> _TASKS_:
A) Name every member of the Decemberists mentioned in the article about the band, along with the role or instrument the article gives for each.
B) In the article about the Decemberists, reproduce verbatim the passage starting with "Indie Folk-Rockers the" and going on through "into prog territory.".

> _GIVEN TEXT_:
======
Indie Folk-Rockers the Decemberists Write from the Heart

The Decemberists formed in Portland, Oregon, in 2000, and with their latest, have released nine full-length studio albums.

Photo by Holly Andres

On their ninth studio full-length, As It Ever Was, So It Will Be Again, the folk quintet expands on the landscape they’ve been weaving together for the past 20-plus years, and dip their feet back into prog territory.

Decemberists frontman Colin Meloy’s keening, reedy, distinctively traditional-Irish singing voice has always seemed to me like a tiny rebellion against the homogenizing effects of globalization on music. Over the past 75 years, the imitation of American pop and rock has spread like a pandemic—making the indelibility of Meloy’s Irish heritage on his sound a refreshing presence in modern U.S.-based indie folk. That, paired with the singer/songwriter/guitarist’s penchant for both novelistic and classic-prog-inspired storytelling, has kept the music of the Decemberists evergreen over the past two decades.


As It Ever Was, So It Will Be Again is the Portland, Oregon-based band’s ninth studio full-length, and their first in six years. “We’ve had a long arc of experimentation,” says supporting guitarist and multi-instrumentalist Chris Funk, reflecting on how the album partially honors various mosaic fragments of the band’s past works, while also expanding on them in a wise, informed, and beautiful, if not subtle, progression. “At the end of the day, there’s nothing wrong with going to a studio and making a record without a narrative. So, there’s no smoke and mirrors on this one.”

On As It Ever Was, So It Will Be Again, Meloy and Funk, joined by bassist Nate Query, keyboardist Jenny Conlee, and drummer John Moen, revisit the country twangs heard on The King Is Dead(2011), with “Long White Veil” and “All I Want Is You”; and even traipse back into the more worldly folk realm heard on Picaresque (2005) with the playful, chiming “Burial Ground” and folk-tango “Oh No!” Others, like the lo-fi electroacoustic, Grandaddy-esque “Born to the Morning,” build on elements from their previous release, 2018’s I’ll Be Your Girl—a record that’s pleasantly peppered with synths extracted straight from the Twin Peaks-, a-ha-, Tears for Fears-era of composition, and lyrics that could have been written by Moz himself. (“Oh, unabashedly,” says Meloy, moments after he recognizes the copy of the Smiths’ Hatful of Hollow seen mounted on the wall behind me on our Zoom call.)

“At the end of the day, there’s nothing wrong with going to a studio and making a record without a narrative. So, there’s no smoke and mirrors on this one.” —Chris Funk

The album concludes with “Joan in the Garden,” a 19-minute suite inspired by the story of Joan of Arc, which shamelessly hijacks the previous 49 minutes of rhapsodic folk songs with a summoning of Pink Floyd long-form-composition aesthetic, à la “Echoes,” “Sheep,” and “Dogs.” Sixteen minutes in, the spirit of Judas Priest rears its head with a muscular metal gallop that carries the track to a sudden and satisfying halt.
======
> _RECORDED INFORMATION_:
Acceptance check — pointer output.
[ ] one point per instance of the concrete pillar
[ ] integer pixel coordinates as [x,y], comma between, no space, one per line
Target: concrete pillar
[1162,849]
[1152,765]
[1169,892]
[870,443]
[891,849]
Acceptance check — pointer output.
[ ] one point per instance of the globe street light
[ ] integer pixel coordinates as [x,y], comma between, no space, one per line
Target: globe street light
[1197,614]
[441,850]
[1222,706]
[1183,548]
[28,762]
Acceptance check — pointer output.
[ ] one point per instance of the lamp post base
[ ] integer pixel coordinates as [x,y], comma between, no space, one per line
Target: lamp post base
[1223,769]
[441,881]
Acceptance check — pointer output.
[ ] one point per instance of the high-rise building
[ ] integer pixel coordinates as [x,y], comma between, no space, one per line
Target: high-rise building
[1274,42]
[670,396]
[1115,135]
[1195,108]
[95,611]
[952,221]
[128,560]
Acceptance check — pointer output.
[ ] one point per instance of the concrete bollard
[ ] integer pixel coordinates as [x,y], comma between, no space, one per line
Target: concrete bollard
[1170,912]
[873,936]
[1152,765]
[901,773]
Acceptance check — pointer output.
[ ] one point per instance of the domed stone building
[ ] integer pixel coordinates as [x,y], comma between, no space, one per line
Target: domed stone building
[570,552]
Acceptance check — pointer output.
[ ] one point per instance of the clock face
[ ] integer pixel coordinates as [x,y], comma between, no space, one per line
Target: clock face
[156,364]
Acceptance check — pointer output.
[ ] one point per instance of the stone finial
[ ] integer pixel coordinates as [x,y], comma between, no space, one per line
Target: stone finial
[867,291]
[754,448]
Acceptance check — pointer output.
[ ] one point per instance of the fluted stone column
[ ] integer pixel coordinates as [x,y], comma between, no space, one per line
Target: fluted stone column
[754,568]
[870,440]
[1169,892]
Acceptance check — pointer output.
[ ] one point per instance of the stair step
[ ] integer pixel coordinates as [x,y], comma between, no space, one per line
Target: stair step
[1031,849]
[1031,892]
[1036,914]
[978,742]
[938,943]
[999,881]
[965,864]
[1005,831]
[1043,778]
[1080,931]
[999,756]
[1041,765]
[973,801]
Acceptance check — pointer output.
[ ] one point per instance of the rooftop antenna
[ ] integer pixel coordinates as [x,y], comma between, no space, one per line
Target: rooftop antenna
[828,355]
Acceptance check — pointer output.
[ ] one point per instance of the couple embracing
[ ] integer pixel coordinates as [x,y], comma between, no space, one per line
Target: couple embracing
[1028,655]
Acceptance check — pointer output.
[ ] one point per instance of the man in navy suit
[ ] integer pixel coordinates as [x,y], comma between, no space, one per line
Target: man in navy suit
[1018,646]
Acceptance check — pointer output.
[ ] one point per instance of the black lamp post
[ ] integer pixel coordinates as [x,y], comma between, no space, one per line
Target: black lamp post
======
> _OUTPUTS FOR THE TASKS_:
A)
- Colin Meloy: frontman, singer/songwriter/guitarist
- Chris Funk: supporting guitarist and multi-instrumentalist
- Nate Query: bassist
- Jenny Conlee: keyboardist
- John Moen: drummer

B)
Indie Folk-Rockers the Decemberists Write from the Heart

The Decemberists formed in Portland, Oregon, in 2000, and with their latest, have released nine full-length studio albums.

Photo by Holly Andres

On their ninth studio full-length, As It Ever Was, So It Will Be Again, the folk quintet expands on the landscape they’ve been weaving together for the past 20-plus years, and dip their feet back into prog territory.